(Work instructions)
1 – In the discussion about adding addition to match case, what error does the first code example produce?
2 – From the discussion about adding addition to match case, reproduce the passage from "What would be" to "does this match?" word for word.

======== Text extract

Addition of addition to match case

current scenario -

x = 'cd'
match x:
  case ('c' + 'd') | 'e':
    print(1)
  case 'a':
    print(2)

gives,

    case ('c' + 'd') | 'e':
              ^
SyntaxError: invalid syntax

expected scenario -

  1. addition/concatenation works in match case, just like it does outside of match case and the above outputs 1

What is so special about addition only that you want to support addition, and not every other unlimited expression?

Have you read the PEPs on pattern matching to see why expressions aren’t supported?

yes it turns out *, - none of it work.

yes I have read the PEPs, but mostly for code that works.

where have they mentioned the reasoning for it, I could not find it, as there are four PEPs for match case and it is a bit difficult to find in them.

What would be the semantics?

match foo:
    case bar: # matches everything
        ...

match foo:
    case (bar, baz): # matches 2-tuples
        ...

match foo:
    case bar + baz: # what does this match?
         ...

probably ambiguous types should not be valid, but,
for concatenation,

match x:
  case str('x') + str(): # matches any string that begins with 'x'
match x:
  case list('a') + list(): # matches any list, that has first element as 'a'

could be a possibility

How do you tell if a type is ambiguous or not?

For what it’s worth, the first one can be spelt as x.startswith('x'), and I don’t have use cases in mind where the sequence of characters in a string lends itself well to pattern matching rather than such string processing methods. The second one can already be spelt as

match x:
    case ('a', *other):
        ...

(I was imprecise in my other reply: (foo, bar) matches sequences, not just tuples.)

on further investigation, I found out that there is some issue with tuple vs list matching using the technique you described.

================
======== Dataset excerpt

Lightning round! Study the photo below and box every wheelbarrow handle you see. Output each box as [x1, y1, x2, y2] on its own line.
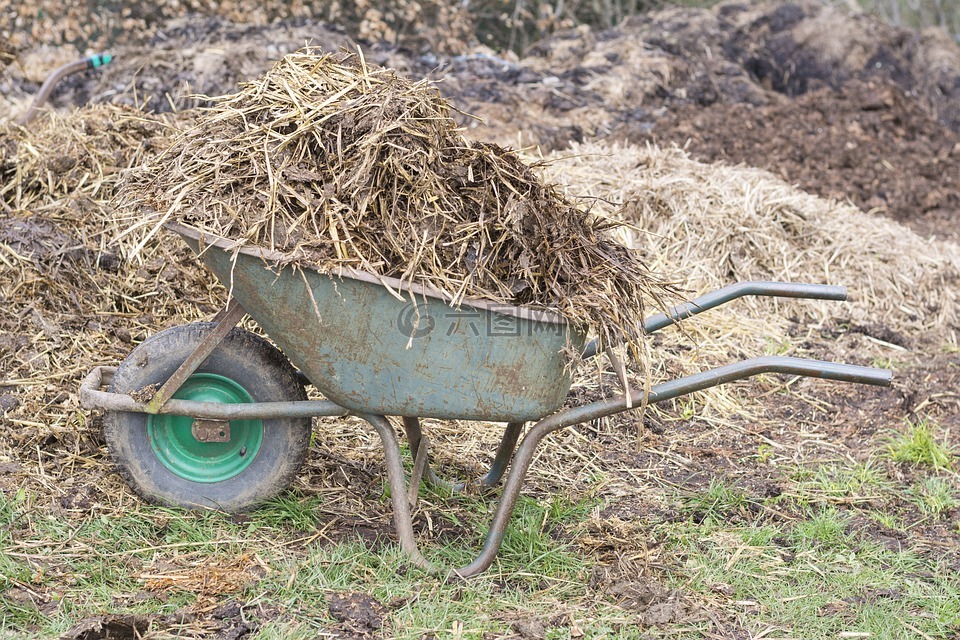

================

(Answers to the problems)
1 – SyntaxError: invalid syntax

2 –
What would be the semantics?

match foo:
    case bar: # matches everything
        ...

match foo:
    case (bar, baz): # matches 2-tuples
        ...

match foo:
    case bar + baz: # what does this match?